Collected data:
* * * * * * * * *
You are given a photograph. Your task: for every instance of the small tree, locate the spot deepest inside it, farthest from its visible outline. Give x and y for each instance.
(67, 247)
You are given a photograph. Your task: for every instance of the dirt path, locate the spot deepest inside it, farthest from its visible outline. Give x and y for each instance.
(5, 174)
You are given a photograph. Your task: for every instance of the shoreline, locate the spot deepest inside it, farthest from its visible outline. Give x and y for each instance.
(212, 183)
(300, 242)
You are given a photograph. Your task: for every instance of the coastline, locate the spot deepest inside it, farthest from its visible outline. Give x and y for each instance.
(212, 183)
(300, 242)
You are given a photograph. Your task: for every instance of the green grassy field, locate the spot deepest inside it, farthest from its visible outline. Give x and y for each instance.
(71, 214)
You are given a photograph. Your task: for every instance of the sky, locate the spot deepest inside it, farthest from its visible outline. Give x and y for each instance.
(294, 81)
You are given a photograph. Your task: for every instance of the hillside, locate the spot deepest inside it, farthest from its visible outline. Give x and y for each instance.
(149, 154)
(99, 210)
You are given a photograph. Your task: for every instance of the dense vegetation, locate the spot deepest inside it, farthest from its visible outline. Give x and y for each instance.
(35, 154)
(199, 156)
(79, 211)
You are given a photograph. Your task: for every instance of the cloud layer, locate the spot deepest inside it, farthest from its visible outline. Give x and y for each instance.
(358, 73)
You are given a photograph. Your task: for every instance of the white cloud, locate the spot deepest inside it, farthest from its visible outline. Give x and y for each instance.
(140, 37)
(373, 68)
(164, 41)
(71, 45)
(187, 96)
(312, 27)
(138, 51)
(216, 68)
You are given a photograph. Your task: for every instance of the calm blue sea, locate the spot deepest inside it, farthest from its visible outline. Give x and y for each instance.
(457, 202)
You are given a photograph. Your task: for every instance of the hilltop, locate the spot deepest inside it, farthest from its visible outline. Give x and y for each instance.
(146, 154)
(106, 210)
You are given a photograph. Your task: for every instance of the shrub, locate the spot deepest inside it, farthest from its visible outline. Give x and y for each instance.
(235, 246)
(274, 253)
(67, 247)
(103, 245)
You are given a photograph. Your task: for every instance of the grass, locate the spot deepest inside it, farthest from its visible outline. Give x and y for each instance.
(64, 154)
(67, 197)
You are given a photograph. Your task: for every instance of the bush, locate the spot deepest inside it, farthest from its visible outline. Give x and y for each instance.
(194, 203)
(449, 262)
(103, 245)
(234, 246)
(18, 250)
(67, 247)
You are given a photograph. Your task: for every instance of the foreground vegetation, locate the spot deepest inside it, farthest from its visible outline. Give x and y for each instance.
* * * * * * * * *
### Directions
Hand back the material above in full, exactly as written.

### Worked solution
You are given a photograph. Your task: for every instance of the small tree, locate the spot deepest inside it, farthest from its visible outline. Give x and y for each instance.
(67, 247)
You are given a photograph. Your task: for every instance of the dirt path, locate the spot deepest inside it, farthest from its visible outline. Give x and y for each instance.
(5, 174)
You are given a photograph. Your task: for every instance of the shoreline, locate the spot deepest inside it, farthest from its visible outline. Give x and y for each instance.
(212, 183)
(300, 242)
You are given a photograph. Your task: for every instance of the coastline, locate the spot deepest inside it, farthest from its visible outline. Give x and y for each instance.
(212, 183)
(300, 242)
You are given a photograph. Your task: for every instance of the green grassy field, locate the spot deepest inside it, farthest from its visible outline. Give x and y for each instance.
(71, 214)
You are given a photograph. Your task: for every instance of the sky, locate the spot deepest inside it, farthest from its visible outline. Give x and y for each instance.
(294, 81)
You are given a photograph. Your task: for every instance of the hillside, locate the spot deepest inside it, farthest from its visible outline. Give x and y for each instance.
(149, 154)
(99, 210)
You are given a photograph. Your task: for every instance of the dense vegetation, locate the spot deepest inside it, farthest from its visible outline. Give x and y for each instance.
(35, 154)
(199, 156)
(79, 211)
You are given a photograph. Your task: for every instance of the cloud layer, locate the spot deepest inside it, farthest from its visible outline. Give x and y for each instance.
(358, 73)
You are given a photograph. Your task: for every instance of the white cloud, locate the spot deepest inside it, farthest from its visible outline. Give x and y for each instance.
(140, 37)
(373, 68)
(164, 41)
(71, 45)
(187, 96)
(312, 27)
(138, 51)
(216, 68)
You are given a photograph. Your task: for every instance of the calm blue sea, locate the spot deepest inside it, farthest from its visible outline. Give x and y for each instance.
(457, 202)
You are given a photograph. Your task: for every instance of the hilltop, locate the spot deepest inside it, farthest from its visible outline. Give x and y for each instance.
(146, 154)
(106, 210)
You are given a photograph. Your task: for every instance of the shrub, locate the spot deepest inside it, farthest from its visible outline. Give x and y for each instance.
(235, 246)
(274, 253)
(67, 247)
(103, 245)
You are given a photograph. Your task: for every instance of the grass, locate the spot deepest inside it, farthest from its visible outline. Give x and y for each instance.
(64, 154)
(67, 197)
You are given a photograph. Your task: for every instance of the bush, locate the spot deepest inside it, farthest from its visible outline. Give x and y for each instance.
(194, 203)
(449, 262)
(103, 245)
(234, 246)
(18, 250)
(67, 247)
You are given a photograph. Your task: for every instance of the foreground vegetation, locate the spot deepest inside it, farthest from its visible outline. Give x and y for each instance.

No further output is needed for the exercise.